The records:
[start]

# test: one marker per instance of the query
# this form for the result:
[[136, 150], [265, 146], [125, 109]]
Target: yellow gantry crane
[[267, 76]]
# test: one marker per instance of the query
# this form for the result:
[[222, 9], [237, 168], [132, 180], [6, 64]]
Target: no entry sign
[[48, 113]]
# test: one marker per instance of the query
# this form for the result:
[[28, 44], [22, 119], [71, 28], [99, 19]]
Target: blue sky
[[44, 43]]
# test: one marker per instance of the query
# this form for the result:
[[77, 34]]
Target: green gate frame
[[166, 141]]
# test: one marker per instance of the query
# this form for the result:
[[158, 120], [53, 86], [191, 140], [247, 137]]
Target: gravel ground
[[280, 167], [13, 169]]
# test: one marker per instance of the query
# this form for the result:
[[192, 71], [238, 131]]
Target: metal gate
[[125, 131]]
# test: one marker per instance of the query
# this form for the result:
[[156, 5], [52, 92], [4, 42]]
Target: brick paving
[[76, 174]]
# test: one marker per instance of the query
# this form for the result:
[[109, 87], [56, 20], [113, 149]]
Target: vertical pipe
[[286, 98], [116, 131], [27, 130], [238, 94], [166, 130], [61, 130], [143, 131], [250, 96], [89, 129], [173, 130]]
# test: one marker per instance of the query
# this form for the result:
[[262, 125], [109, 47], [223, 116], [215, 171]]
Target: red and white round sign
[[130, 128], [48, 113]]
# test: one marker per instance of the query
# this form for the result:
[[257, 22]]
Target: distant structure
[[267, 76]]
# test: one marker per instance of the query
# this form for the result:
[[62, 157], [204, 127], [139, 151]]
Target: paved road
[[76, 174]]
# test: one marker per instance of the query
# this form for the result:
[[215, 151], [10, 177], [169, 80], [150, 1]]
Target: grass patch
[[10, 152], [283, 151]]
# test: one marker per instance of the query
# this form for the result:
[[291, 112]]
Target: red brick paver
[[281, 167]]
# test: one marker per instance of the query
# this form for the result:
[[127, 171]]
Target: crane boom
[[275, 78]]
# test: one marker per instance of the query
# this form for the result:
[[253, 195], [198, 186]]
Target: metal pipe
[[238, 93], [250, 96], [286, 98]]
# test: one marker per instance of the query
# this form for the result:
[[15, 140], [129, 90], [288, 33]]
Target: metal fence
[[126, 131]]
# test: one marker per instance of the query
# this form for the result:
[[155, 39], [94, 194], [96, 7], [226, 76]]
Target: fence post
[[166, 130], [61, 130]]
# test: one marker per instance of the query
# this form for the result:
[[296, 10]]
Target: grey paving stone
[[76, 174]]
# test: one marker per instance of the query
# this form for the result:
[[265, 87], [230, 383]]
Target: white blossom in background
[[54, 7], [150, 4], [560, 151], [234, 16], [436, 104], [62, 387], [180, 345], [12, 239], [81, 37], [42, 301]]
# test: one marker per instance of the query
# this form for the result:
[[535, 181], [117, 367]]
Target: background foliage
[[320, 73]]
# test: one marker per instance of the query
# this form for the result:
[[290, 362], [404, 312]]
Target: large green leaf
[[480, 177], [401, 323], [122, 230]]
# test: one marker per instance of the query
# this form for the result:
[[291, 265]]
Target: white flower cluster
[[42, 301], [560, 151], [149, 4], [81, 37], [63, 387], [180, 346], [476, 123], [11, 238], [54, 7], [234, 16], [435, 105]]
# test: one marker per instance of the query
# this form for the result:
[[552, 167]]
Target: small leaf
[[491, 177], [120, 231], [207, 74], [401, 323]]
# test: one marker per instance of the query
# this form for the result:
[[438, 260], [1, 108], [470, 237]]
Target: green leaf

[end]

Required work: Repeat all of the records above exactly as they appear.

Expected answer:
# test: one marker per instance of the query
# this form for the result:
[[136, 150], [265, 146], [125, 109]]
Target: yellow gantry crane
[[267, 76]]
# test: one marker per instance of the query
# this form for the result:
[[222, 9], [237, 168], [132, 180], [6, 64]]
Target: no entry sign
[[48, 113]]
# test: one marker per instance of the query
# this form for the result:
[[28, 44], [22, 119], [71, 28], [99, 19]]
Target: blue sky
[[44, 43]]
# test: one marker per instance of the query
# this form for the result:
[[77, 34]]
Target: green gate frame
[[166, 141]]
# test: one marker per instance of the query
# this form for the result:
[[158, 120], [53, 86], [191, 140], [247, 137]]
Target: gravel ground
[[280, 167], [13, 169]]
# test: one marker per instance of the query
# this form for the result:
[[192, 71], [238, 131]]
Target: metal gate
[[125, 131]]
# test: one marker per instance of the query
# this form for the result:
[[156, 5], [52, 92], [4, 42]]
Target: brick paving
[[76, 174]]
# test: one marker per instance of the query
# this form for the result:
[[109, 87], [56, 20], [113, 149]]
Target: vertical pipe
[[286, 98], [116, 131], [27, 130], [238, 94], [166, 130], [61, 130], [143, 131], [250, 96], [89, 129], [173, 130]]
# test: one marker per instance of the query
# this form for the result:
[[262, 125], [109, 47], [223, 116], [215, 171]]
Target: red and white round sign
[[130, 128], [48, 113]]
# test: one marker per instance of the query
# this form for the result:
[[257, 22]]
Target: distant structure
[[267, 76]]
# test: one marker per instance of the query
# this form for the result:
[[62, 157], [204, 127], [139, 151]]
Target: paved road
[[76, 174]]
# test: one marker per instance of the query
# this form for the result:
[[215, 151], [10, 177], [169, 80], [150, 1]]
Target: grass patch
[[10, 152], [283, 151]]
# test: one marker per instance of the query
# this form for the result:
[[291, 112]]
Target: red brick paver
[[281, 167]]
# test: one marker per instance of the query
# this form for the result:
[[127, 171]]
Target: crane boom
[[275, 78]]
# test: one marker per instance of the query
# this form for the result:
[[253, 195], [198, 186]]
Target: metal pipe
[[238, 93], [250, 96], [286, 98]]
# test: one marker per instance of the query
# this form for the result:
[[15, 140], [129, 90], [288, 33]]
Target: metal fence
[[126, 131]]
# test: one marker per instance of the query
# this form for the result:
[[155, 39], [94, 194], [96, 7], [226, 76]]
Target: fence post
[[166, 130], [61, 130]]
# test: one marker per instance of the query
# this form for the result:
[[296, 10]]
Target: grey paving stone
[[76, 174]]
# test: one marker per instance of the query
# this form for the result:
[[265, 87], [230, 383]]
Target: white blossom in background
[[54, 7], [150, 4], [560, 151], [234, 16], [436, 104], [62, 387], [180, 345], [12, 239], [81, 37], [42, 301]]
# test: one marker per instance of the query
# this form for the result:
[[535, 181], [117, 367]]
Target: background foliage
[[320, 73]]
# test: one marker per instance of the query
# this form for the result:
[[290, 362], [404, 312]]
Target: large green leaf
[[480, 177], [401, 323], [122, 230]]
# test: one marker per instance of the query
# this form for the result:
[[291, 265]]
Target: white flower cluster
[[42, 301], [560, 151], [149, 4], [81, 37], [63, 387], [180, 346], [476, 123], [11, 238], [54, 7], [234, 16], [435, 105]]
# test: one marker per instance of the query
# this form for the result:
[[552, 167]]
Target: small leaf
[[491, 177], [120, 231], [207, 74], [401, 323]]
# test: one marker per instance of the query
# this form for the result:
[[438, 260], [1, 108], [470, 237]]
Target: green leaf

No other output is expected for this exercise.